◆ **GOAL OF THE EXERCISE**:
Search the entries below for the word "iron" and copy each line that has it.

(Image-grounded pointing data)
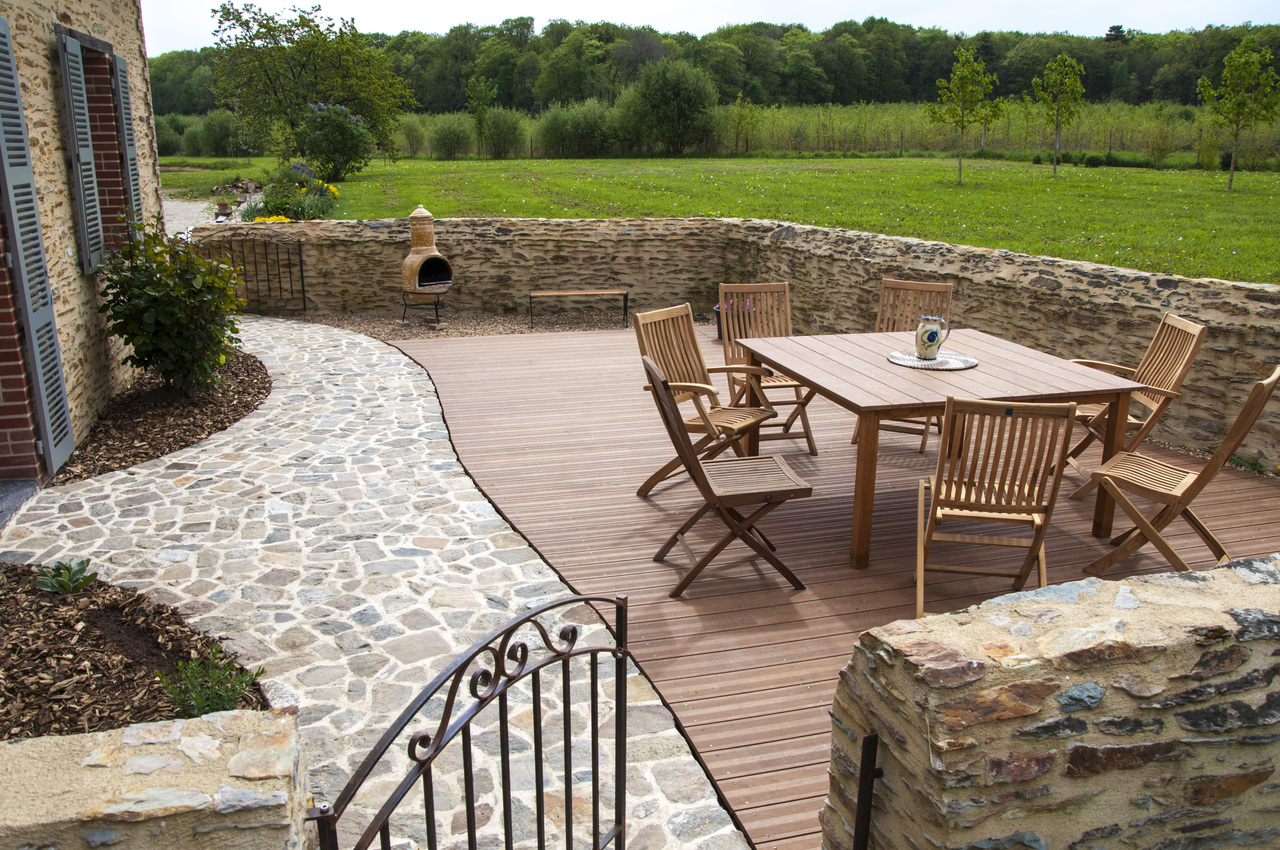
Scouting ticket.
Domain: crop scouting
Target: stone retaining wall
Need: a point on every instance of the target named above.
(1069, 309)
(229, 780)
(1137, 713)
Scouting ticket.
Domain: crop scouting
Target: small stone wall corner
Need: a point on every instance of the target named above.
(231, 780)
(1134, 713)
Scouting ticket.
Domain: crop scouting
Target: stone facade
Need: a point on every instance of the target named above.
(91, 360)
(1139, 713)
(228, 780)
(1068, 309)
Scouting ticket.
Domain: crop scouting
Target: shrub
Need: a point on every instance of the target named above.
(553, 131)
(334, 141)
(295, 192)
(173, 306)
(506, 133)
(213, 685)
(64, 576)
(168, 141)
(414, 135)
(216, 133)
(451, 136)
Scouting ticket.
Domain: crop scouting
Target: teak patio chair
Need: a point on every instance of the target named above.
(726, 485)
(903, 302)
(668, 337)
(749, 311)
(999, 462)
(1171, 488)
(1162, 369)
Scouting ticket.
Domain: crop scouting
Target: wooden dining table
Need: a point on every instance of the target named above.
(854, 371)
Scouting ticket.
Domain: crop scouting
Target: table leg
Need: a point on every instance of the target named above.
(864, 490)
(753, 400)
(1112, 442)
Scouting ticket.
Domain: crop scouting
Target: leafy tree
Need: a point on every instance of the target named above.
(680, 100)
(334, 141)
(963, 99)
(1249, 94)
(1060, 94)
(270, 68)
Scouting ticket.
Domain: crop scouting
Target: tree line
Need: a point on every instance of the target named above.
(869, 62)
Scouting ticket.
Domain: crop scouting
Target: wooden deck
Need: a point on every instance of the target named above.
(557, 432)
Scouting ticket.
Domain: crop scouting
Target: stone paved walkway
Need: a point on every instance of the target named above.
(336, 540)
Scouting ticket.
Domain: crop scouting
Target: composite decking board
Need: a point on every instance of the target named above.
(557, 430)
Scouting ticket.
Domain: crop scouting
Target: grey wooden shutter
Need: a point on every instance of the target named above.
(128, 142)
(88, 213)
(27, 266)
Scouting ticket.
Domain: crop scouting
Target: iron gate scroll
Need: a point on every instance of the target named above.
(269, 264)
(508, 665)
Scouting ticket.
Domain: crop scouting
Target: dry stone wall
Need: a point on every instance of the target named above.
(1065, 307)
(1137, 713)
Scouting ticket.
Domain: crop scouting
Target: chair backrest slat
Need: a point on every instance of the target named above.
(668, 337)
(667, 407)
(903, 302)
(1169, 357)
(1002, 457)
(750, 311)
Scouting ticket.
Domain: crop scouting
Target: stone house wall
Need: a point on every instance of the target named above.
(1137, 713)
(1065, 307)
(91, 360)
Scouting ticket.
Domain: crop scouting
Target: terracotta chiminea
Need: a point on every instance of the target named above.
(426, 275)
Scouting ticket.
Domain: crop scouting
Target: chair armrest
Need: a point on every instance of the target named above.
(1106, 366)
(746, 370)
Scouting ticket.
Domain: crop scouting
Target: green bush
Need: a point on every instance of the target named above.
(506, 133)
(334, 141)
(414, 135)
(168, 141)
(213, 685)
(173, 307)
(553, 131)
(64, 576)
(451, 136)
(216, 133)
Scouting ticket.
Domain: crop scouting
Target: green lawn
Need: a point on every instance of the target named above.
(1166, 222)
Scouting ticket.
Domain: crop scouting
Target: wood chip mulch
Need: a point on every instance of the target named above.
(88, 662)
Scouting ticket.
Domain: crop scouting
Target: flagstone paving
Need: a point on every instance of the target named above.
(333, 538)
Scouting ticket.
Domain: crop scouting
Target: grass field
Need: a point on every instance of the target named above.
(1166, 222)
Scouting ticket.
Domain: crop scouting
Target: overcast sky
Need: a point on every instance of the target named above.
(179, 26)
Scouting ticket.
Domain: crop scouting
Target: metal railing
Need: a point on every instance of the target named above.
(494, 672)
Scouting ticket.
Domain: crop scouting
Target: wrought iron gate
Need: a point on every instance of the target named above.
(496, 671)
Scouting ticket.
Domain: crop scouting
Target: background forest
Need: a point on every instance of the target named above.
(570, 90)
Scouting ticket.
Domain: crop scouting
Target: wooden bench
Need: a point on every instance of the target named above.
(568, 293)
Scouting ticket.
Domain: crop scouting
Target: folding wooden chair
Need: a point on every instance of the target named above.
(1171, 488)
(749, 311)
(726, 485)
(903, 302)
(668, 337)
(999, 462)
(1162, 369)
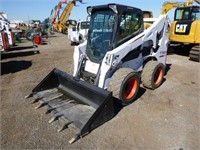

◆ **SOLUTION**:
Target: iron gate scroll
Target: wrought iron gate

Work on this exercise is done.